[Text section — start]
The 18-member bipartisan subcommittee chaired by Souder has jurisdiction over the U.S. Department of Health and Human Services, which includes the NIH.

The panel will wait until it receives information it has requested from the NIH to decide if and how to proceed with further examination into Schatten's grant, said J. Marc Wheat, staff director and chief counsel.

"If they gave a lot of money based on fraudulent research, that could be problematic," Wheat said.

Schatten, who heads the Pitt-affiliated Magee-Womens Research Institute in Oakland, co-authored what was heralded as a landmark paper published in the journal Science last June.

In the article, a team of researchers led by Seoul National University veterinarian Hwang Woo-Suk claimed to have custom designed stem cells for individual patients from cloned human embryos with promising efficiency.

This purported breakthrough raised hopes that scientists would soon develop powerful stem cell cures for diseases such as Parkinson's or diabetes.
[Text section — finish]
[Source material — start]
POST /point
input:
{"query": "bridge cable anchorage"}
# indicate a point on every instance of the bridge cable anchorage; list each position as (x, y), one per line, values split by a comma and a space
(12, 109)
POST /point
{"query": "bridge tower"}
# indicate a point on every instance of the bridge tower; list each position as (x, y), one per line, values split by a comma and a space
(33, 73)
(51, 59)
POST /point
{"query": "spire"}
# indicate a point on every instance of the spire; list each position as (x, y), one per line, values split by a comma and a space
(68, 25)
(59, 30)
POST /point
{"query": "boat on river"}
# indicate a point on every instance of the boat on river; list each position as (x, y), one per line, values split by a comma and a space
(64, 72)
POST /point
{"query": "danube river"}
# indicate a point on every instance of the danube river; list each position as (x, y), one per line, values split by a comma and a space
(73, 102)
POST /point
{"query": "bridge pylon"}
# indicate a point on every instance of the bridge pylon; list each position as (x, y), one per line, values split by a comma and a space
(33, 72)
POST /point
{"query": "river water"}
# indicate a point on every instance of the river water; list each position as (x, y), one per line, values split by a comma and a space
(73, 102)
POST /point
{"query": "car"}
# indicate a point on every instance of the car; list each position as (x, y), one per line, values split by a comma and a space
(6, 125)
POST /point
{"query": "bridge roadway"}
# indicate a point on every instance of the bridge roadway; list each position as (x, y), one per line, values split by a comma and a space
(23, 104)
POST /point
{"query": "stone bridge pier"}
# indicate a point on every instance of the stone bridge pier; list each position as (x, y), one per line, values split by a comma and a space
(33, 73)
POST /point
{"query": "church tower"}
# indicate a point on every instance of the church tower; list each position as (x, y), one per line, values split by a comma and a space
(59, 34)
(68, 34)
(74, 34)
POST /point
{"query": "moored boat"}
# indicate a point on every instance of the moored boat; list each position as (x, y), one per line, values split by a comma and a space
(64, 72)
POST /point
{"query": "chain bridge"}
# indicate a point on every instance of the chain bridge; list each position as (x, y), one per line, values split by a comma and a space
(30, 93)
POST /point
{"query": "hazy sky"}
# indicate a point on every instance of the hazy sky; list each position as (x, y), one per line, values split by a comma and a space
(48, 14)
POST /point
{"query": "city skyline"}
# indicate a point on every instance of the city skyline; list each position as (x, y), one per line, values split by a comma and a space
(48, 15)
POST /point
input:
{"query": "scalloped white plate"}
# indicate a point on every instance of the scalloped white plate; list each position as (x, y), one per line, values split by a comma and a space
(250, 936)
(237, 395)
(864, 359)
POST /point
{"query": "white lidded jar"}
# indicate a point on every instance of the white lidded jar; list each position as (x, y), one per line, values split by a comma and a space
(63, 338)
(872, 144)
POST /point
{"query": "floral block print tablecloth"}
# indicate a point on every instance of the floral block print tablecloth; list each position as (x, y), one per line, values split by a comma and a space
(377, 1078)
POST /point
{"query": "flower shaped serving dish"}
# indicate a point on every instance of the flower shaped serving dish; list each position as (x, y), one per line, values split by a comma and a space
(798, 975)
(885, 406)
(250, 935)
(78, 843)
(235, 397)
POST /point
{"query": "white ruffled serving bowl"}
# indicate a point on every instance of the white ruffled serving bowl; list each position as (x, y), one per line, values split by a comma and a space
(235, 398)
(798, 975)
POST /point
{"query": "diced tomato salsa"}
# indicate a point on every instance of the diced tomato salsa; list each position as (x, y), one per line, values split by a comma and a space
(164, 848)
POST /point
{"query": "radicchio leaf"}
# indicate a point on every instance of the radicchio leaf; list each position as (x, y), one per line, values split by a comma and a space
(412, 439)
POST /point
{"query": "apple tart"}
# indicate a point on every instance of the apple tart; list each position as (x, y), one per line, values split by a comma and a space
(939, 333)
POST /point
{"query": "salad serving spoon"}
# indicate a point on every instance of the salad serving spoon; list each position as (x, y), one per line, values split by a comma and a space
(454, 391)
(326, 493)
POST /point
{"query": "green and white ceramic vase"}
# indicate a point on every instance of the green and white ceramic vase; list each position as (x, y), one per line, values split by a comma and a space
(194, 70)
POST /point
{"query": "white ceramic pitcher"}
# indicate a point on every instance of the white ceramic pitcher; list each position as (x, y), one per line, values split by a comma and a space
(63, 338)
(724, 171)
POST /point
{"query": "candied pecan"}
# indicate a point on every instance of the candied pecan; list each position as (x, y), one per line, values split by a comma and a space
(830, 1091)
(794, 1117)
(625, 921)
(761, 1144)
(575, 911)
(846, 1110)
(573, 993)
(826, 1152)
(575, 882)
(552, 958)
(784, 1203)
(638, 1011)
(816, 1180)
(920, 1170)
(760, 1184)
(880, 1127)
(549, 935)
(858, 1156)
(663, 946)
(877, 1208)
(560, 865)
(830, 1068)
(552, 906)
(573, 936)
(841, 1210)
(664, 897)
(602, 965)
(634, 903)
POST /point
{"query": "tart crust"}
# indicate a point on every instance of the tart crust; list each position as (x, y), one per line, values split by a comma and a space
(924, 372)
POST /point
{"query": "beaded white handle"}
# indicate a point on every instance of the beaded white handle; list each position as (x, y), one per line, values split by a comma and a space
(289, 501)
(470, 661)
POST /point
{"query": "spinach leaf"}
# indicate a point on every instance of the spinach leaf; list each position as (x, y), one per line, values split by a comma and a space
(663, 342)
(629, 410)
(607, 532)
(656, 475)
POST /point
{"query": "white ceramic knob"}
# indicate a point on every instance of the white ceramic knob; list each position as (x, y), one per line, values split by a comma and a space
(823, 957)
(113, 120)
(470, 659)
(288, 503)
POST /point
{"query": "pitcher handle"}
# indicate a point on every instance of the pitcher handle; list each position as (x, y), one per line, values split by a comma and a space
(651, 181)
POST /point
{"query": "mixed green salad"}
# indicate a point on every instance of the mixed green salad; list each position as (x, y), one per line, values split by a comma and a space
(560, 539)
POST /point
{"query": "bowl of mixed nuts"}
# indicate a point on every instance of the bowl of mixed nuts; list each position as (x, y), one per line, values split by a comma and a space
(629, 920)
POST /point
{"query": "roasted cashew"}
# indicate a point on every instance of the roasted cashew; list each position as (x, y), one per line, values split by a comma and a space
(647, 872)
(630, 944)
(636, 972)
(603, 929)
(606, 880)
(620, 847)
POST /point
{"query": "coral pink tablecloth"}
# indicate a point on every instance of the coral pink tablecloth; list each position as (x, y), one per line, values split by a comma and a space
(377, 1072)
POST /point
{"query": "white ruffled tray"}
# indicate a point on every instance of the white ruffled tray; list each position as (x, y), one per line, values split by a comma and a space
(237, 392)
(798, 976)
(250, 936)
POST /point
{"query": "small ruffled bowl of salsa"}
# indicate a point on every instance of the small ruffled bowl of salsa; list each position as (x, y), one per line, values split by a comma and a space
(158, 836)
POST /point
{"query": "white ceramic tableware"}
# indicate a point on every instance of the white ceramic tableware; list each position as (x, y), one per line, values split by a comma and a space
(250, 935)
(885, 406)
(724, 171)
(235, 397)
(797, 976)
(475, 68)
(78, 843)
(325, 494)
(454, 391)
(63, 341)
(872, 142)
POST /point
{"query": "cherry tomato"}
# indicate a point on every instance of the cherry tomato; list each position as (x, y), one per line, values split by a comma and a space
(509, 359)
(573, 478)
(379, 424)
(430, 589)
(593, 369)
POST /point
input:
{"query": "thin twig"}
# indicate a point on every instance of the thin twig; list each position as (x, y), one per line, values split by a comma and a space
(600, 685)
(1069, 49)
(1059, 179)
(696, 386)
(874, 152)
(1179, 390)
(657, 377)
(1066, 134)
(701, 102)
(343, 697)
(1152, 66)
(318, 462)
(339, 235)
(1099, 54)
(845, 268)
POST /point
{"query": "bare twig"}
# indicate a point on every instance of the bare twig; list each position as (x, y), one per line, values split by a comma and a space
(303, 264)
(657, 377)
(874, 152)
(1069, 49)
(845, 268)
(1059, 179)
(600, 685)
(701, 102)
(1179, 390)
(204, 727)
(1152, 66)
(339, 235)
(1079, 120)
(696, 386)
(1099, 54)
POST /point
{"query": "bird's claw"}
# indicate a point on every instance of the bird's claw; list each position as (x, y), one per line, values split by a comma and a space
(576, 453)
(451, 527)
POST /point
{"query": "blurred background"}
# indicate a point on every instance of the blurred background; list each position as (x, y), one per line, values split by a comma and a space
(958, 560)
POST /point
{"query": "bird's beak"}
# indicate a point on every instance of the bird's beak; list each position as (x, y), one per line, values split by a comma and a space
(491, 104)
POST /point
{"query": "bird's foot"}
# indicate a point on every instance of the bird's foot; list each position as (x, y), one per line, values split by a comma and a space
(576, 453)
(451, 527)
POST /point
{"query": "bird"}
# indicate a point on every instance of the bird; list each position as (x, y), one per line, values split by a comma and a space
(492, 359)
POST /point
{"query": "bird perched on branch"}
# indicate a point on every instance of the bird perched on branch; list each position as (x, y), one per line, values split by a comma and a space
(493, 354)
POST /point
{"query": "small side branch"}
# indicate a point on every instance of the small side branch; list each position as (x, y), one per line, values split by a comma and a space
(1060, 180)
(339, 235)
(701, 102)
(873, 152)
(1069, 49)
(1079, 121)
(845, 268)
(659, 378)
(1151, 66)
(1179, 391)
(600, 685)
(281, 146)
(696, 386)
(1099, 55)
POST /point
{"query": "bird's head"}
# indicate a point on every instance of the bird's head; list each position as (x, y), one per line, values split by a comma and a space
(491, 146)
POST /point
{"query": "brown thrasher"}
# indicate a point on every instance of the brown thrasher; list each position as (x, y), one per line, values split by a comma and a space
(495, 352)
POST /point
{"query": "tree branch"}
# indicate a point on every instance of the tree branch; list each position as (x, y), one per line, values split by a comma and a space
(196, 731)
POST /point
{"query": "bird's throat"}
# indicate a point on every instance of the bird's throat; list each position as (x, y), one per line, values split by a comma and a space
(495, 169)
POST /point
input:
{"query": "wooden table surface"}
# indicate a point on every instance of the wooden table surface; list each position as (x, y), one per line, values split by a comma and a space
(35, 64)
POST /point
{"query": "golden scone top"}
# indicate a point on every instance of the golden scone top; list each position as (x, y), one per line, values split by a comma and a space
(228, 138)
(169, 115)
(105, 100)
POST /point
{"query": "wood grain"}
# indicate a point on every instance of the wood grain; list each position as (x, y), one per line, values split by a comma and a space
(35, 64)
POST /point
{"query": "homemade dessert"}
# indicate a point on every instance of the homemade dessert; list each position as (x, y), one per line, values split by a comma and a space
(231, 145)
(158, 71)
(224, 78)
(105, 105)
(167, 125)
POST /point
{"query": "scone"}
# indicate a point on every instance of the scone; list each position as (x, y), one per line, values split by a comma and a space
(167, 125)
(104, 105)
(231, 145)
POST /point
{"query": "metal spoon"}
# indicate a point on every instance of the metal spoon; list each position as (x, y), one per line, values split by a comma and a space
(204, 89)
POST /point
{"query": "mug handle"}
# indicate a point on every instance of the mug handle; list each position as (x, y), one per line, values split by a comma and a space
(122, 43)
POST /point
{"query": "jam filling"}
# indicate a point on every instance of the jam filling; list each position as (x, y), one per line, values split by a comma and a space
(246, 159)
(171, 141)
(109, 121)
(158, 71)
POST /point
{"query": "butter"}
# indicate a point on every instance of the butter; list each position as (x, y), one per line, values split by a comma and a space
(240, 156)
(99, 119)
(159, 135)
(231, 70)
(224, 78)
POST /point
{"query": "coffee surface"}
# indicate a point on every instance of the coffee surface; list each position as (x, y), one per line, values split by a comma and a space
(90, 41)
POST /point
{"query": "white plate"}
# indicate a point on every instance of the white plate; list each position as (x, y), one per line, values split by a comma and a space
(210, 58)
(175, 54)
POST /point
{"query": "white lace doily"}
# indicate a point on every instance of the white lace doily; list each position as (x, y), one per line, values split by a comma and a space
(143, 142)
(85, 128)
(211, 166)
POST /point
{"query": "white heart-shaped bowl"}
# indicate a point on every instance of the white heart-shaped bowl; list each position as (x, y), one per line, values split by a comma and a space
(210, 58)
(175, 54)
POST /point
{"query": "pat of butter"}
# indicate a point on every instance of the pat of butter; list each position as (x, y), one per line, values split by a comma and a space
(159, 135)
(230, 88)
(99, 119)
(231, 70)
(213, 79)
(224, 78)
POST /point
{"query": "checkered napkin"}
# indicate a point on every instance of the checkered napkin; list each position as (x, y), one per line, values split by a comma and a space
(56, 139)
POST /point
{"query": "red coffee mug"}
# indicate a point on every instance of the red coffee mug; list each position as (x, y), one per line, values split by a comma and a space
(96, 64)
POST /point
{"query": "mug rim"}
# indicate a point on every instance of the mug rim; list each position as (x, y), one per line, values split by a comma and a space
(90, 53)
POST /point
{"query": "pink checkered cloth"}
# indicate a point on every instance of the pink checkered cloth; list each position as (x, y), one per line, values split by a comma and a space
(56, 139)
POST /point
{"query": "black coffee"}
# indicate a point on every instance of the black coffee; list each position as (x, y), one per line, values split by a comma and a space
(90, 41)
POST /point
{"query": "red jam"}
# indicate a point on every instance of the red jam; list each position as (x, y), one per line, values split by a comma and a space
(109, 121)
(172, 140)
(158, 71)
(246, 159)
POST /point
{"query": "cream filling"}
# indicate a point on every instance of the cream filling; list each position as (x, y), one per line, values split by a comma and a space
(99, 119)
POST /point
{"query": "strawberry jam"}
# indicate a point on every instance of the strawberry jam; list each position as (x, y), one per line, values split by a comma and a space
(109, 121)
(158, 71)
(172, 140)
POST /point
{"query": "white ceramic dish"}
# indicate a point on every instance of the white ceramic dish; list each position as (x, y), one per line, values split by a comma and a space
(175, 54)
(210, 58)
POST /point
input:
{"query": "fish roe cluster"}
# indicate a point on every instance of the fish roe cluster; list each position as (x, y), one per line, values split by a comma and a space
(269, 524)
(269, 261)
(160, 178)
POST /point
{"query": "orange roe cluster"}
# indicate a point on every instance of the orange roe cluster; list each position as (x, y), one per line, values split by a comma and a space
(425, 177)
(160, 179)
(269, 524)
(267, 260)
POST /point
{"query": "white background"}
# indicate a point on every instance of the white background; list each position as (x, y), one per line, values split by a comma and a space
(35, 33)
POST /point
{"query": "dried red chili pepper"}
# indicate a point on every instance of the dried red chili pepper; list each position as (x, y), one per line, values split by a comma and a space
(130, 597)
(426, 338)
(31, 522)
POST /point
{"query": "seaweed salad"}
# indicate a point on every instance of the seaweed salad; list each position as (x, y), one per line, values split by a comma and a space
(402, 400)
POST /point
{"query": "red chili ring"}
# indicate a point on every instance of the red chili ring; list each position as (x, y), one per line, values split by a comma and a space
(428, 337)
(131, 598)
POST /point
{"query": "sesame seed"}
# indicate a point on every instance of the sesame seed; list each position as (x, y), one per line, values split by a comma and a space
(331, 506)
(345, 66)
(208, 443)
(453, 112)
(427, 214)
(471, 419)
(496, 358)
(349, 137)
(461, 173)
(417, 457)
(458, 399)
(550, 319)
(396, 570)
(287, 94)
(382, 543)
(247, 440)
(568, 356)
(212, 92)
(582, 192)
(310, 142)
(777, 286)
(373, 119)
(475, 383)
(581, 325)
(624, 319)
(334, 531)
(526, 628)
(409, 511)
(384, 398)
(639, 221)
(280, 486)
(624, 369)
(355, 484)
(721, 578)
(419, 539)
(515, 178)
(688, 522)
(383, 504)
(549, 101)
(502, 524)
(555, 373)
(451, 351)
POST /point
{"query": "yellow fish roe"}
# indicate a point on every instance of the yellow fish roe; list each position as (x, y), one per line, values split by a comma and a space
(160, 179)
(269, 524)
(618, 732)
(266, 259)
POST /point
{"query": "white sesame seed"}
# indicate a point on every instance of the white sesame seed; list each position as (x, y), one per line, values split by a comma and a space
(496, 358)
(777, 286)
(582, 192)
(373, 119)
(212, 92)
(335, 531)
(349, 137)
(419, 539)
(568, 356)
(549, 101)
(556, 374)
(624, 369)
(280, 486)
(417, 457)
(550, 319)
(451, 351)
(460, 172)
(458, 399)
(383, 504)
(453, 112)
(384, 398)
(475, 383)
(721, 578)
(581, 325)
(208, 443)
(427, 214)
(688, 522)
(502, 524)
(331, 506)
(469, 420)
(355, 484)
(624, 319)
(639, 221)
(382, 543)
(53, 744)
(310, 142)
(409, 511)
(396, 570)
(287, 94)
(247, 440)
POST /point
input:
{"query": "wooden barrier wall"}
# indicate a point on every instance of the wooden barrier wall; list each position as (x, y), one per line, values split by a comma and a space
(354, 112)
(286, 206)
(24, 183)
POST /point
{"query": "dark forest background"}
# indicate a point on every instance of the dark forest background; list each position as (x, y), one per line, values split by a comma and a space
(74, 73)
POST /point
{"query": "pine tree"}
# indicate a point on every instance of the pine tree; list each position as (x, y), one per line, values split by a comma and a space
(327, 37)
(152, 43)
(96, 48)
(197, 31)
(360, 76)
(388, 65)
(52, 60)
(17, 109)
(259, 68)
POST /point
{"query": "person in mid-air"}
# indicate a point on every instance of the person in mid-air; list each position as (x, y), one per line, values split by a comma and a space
[Source material — finish]
**Required work:**
• a. Transcribe the news excerpt on the stem cell research from "Schatten, who heads" up to and including "with promising efficiency.".
• b. In the news excerpt on the stem cell research, which journal published the paper that Schatten co-authored?

**Exercise solutions:**
• a.
Schatten, who heads the Pitt-affiliated Magee-Womens Research Institute in Oakland, co-authored what was heralded as a landmark paper published in the journal Science last June.

In the article, a team of researchers led by Seoul National University veterinarian Hwang Woo-Suk claimed to have custom designed stem cells for individual patients from cloned human embryos with promising efficiency.

• b. Science